::: Document section :::

HIV prevention – underfunded and deprioritised.
Not enough money is being spent on HIV prevention to have any impact on the rate of new HIV infections, a report by the NAT (National AIDS Trust) has found.
NAT estimates in 2014/15 that £15 million was spent nationally on HIV prevention compared with £55 million allocated in 2001/02. In this time the number of people living with HIV has trebled whilst the amount spent on prevention has decreased to less than a third of the original budget.
This estimate is based on information provided to NAT from local authorities in England with a high prevalence of HIV. £10 million was spent in 2014/15 on HIV prevention in these areas – this works out at only 70p per person.
The report found that in local authorities with high prevalence of HIV less than 1% of local authority public health allocation is spent on HIV prevention. In 2013 the NHS spent 55 times more on HIV treatment and care in these areas than local authorities spent on HIV prevention.
The lifetime costs of HIV treatment and care for someone with HIV is £361,000.
Deborah Gold, chief executive of the NAT, said: “Our research found, shockingly, in the 58 areas of highest prevalence of HIV in England, seven local authorities weren’t spending anything on primary HIV prevention or on additional testing services[i]. Worryingly we also found no correlation between level of HIV prevalence in an area and how much was being spent on prevention. There are massive inconstancies between regions and areas, creating a postcode lottery of HIV provision.”

::: Exercise data :::

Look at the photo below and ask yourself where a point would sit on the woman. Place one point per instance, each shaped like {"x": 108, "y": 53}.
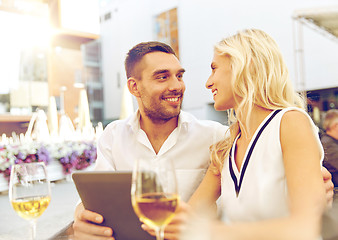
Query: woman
{"x": 268, "y": 168}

:::

#### Exercise:
In the article on HIV prevention funding, why does Deborah Gold say HIV provision has become a "postcode lottery"? Answer in one to three sentences.

#### Answer below:
She says there are massive inconsistencies between regions and areas in what is provided, and that creates a postcode lottery. NAT's research also found no correlation between how common HIV is in an area and how much is spent there on prevention.